Qué se pide:
¿Qué líneas de abajo contienen la cadena "rocky"? Indícalas copiando cada una completa y ten en cuenta que se distinguen mayúsculas y minúsculas.

● ● ●

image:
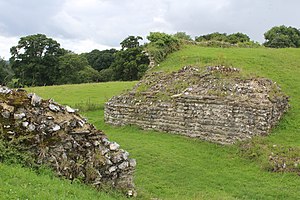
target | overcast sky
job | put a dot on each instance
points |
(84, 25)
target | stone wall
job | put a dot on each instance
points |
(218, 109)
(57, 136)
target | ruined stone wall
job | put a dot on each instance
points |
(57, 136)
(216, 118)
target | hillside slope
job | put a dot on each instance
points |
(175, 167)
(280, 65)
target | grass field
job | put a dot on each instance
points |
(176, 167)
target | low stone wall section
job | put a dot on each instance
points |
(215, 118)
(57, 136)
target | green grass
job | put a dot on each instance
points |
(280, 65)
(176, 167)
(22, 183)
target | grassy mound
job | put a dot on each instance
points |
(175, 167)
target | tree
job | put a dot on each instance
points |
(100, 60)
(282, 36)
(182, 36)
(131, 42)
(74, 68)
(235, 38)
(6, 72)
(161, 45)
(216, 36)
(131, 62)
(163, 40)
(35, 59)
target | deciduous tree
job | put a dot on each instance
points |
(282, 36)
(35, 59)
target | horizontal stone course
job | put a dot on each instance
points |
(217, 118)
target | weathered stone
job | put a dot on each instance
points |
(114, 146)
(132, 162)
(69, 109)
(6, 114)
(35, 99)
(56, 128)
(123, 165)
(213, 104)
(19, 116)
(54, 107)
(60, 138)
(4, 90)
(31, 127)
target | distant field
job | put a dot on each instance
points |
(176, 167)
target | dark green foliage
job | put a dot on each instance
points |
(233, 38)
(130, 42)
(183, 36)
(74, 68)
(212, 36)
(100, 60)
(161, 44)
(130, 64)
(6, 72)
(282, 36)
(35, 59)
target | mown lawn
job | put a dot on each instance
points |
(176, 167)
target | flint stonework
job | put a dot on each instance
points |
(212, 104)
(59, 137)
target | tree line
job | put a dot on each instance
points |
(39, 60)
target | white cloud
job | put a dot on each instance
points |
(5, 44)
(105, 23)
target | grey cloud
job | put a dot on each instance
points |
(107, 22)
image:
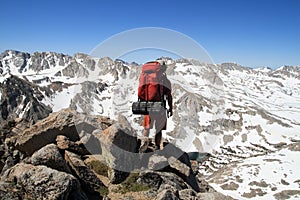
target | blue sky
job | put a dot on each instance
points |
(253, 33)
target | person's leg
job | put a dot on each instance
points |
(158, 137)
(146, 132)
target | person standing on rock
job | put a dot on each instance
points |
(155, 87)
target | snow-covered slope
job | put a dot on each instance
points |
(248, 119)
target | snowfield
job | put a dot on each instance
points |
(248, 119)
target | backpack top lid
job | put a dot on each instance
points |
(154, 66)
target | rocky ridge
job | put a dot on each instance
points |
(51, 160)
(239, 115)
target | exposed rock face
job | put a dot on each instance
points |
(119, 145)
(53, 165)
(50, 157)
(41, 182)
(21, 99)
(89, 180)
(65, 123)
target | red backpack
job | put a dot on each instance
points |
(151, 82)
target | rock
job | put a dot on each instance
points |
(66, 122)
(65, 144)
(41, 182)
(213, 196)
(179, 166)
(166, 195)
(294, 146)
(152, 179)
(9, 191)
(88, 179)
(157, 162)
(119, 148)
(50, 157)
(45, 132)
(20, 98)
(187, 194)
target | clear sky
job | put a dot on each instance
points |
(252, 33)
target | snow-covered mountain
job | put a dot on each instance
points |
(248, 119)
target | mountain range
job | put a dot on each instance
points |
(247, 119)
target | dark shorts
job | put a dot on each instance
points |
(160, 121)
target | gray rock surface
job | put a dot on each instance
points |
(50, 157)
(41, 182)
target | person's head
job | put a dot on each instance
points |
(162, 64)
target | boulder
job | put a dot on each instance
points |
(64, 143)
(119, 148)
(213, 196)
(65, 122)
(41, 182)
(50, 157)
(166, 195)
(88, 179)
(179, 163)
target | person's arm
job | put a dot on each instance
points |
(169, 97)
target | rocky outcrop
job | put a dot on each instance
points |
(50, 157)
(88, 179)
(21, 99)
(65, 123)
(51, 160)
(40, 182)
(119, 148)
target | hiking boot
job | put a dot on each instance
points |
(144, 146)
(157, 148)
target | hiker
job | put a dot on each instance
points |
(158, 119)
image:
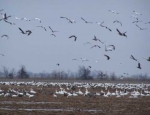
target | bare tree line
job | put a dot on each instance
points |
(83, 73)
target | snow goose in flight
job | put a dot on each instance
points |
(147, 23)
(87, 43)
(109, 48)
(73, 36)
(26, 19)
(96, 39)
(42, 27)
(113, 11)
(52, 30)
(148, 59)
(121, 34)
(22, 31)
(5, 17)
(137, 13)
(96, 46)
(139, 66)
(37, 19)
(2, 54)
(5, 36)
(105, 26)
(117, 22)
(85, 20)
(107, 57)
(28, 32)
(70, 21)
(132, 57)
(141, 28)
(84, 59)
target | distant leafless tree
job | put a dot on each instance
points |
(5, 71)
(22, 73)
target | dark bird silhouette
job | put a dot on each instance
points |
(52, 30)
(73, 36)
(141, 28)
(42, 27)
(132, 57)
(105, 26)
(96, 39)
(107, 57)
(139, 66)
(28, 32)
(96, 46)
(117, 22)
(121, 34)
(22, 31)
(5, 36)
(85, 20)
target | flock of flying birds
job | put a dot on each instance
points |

● ● ●

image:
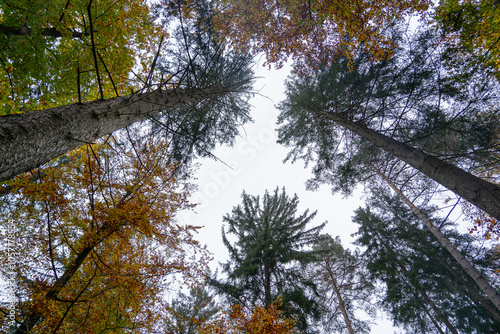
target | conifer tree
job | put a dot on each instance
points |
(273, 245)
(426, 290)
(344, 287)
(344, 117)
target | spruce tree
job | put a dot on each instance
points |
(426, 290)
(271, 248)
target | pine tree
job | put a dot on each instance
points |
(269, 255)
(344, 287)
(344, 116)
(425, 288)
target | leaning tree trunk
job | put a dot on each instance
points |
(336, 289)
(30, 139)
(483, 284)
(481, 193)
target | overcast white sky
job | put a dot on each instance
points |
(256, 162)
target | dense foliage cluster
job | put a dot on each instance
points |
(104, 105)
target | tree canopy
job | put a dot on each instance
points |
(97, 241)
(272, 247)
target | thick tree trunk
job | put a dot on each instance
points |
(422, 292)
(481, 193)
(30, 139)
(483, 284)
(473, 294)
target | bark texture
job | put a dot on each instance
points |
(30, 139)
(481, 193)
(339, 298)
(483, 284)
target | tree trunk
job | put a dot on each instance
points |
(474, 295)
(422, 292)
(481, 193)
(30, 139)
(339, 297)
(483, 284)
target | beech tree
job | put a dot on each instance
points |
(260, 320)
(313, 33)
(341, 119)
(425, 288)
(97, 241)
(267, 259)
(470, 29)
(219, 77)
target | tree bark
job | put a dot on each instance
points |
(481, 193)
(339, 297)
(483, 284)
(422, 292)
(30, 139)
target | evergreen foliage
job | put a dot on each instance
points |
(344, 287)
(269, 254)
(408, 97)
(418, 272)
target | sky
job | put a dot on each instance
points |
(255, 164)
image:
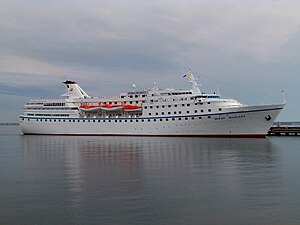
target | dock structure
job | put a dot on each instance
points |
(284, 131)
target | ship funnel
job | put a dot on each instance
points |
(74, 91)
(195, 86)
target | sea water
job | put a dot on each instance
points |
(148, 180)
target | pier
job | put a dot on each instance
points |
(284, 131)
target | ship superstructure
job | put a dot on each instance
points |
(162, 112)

● ● ●

Respuesta del ejercicio:
target | rocky ridge
target | rocky outcrop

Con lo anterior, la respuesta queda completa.